Equinox Flower (1958)
Directed by Yasujirô Ozu

Comedy / Drama
aka: Higanbana

Film Review

Abstract picture representing Equinox Flower (1958)
Equinox Flower (a.k.a. Higanbana) marked yet another turning point in the career of filmmaker Yasujirô Ozu, his first colour film.  It had been seven years since Keisuke Kinoshita had made Japan's first colour feature, Carmen Comes Home, and Ozu's first foray into the medium was more or less foisted on him by his bosses at Shôchiku, in an attempt to capitalise on their latest prized asset, Fujiko Yamamoto.  One of the most popular young actresses of the time, and easily one of the most photogenic, Yamamoto was under contract to rival company Daiei when she was loaned out to Shôchiku.  It seems unlikely that Ozu, a committed ensemble director, would employ someone of Yamamoto's star status in any of his films, but he made good use of her talents in what is little more than a glorified cameo role, playing a character that typifies his notion of modern youth: the carefree individualist.

## COLLECTED MATERIAL
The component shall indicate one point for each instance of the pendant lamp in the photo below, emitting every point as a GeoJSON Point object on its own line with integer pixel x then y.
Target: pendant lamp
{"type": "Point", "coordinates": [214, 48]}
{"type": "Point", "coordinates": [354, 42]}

## CHALLENGE
List every person named in the Equinox Flower review. The lines after the review can be left aside.

## EXERCISE OUTPUT
Yasujirô Ozu, Keisuke Kinoshita, Fujiko Yamamoto